Point-based annotation data:
>>>>

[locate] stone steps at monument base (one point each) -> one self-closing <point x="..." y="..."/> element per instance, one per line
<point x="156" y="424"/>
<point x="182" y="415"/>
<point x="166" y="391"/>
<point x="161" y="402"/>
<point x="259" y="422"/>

<<<<

PROBLEM TO SOLVE: Write out all of the lines above again, requests included. Scale every x and y coordinate in the answers by 0.55, rounding each result to a whole number with halves rounded up.

IN RESPONSE:
[locate] stone steps at monument base (one point each) -> one self-closing <point x="..." y="..."/> element per instance, one per line
<point x="86" y="233"/>
<point x="100" y="228"/>
<point x="91" y="215"/>
<point x="89" y="221"/>
<point x="142" y="232"/>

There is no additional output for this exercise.